» **Text provided**:
BEGIN
Every age of humanity had its complements of doctors, witch doctors, medicine men, herb ladies and healers. Their wisdom and experience, like in families, was handed down from generation to generation. Here are a few to consider:

To treat a wasp sting, my grandparents placed the ever-present chaw of tobacco over the bite and immediately the pain stopped. My mother used a paste made from baking soda. A friend says dig out some ear wax and rub it on the bite. All seem to work equally well.

To cure ringworm, make a paste of water and snuff then tape a cloth patch containing the paste over the ringworm spot. They say it never fails. To make a boil come to a head, tape a piece of raw bacon over the bump. It will come to a head and will heal faster than if using other means.

For constipation, use a dose of Epsom salts, swallow some castor oil or mineral oil. For diarrhea, take two tablespoons of browned flour. For sties on the eyelid, rub a gold ring over the area and the sty will go away. Two or more treatments might be necessary.

To stop chronic coughs, mix whiskey, lemon and sugar, or whiskey and honey, or coal oil, sugar and honey or almost anything horrible tasting. My thoughts are the stuff tastes so bad the patient will probably die trying to keep from coughing and having to take another dose.

A friend, older than dirt, says in his community in the old days, when whooping cough came around, they scoured the area for a mare with a new colt. Her milk would stop the coughing. He swore it worked every time.
END
» **To do**:
1 - In the text on folk remedies, what did the writer's mother use to treat a wasp sting?
2 - Extend the text on folk remedies beyond its final sentence about the mare's milk, keeping its informal voice.

» **Data for review**:
BEGIN
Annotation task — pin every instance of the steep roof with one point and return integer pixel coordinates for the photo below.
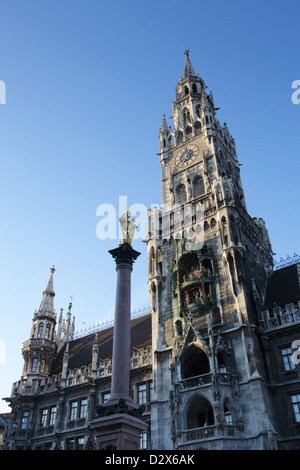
(283, 287)
(80, 350)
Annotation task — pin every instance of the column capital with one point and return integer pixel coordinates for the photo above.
(124, 254)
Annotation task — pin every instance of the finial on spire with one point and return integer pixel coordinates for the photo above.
(164, 125)
(188, 68)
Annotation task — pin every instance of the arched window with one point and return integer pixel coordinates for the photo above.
(194, 363)
(181, 194)
(198, 127)
(159, 262)
(188, 131)
(198, 186)
(227, 413)
(200, 413)
(40, 330)
(179, 137)
(47, 331)
(152, 262)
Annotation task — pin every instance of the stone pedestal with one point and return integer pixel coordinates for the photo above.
(119, 424)
(120, 431)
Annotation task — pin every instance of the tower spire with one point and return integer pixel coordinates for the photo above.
END
» **Answer list**:
1 - A paste made from baking soda.

2 -
During the steam engine era, there were many steam burns suffered by workers. To treat a steam burn, place the victim in a cool, damp cellar and coat the burns with fresh cream taken from the separator morning and night. Two or three days were usually sufficient and the burns would heal without scarring.

Milk of magnesia makes a great underarm deodorant so I'm told. It cures stinky feet with only a few applications. However, it probably wouldn't hurt to wash the feet once in awhile also. Bacon grease cures cracked skin and helps keep frozen spots on the skin from shedding.

Once while staying at Grandma Trew's house, I cut my bare foot with a garden hoe. She stopped the bleeding by gathering spider and cobwebs from the cellar and pushing them down into the open wound. The blood clotted immediately and stopped bleeding.

The most difficult task I have ever attempted is drilling a hole through the finger or toenail of a throbbing, smashed or bruised digit to relieve the pressure. Oh yeah! Be sure to soak it in coal oil an hour twice a day to prevent blood poison.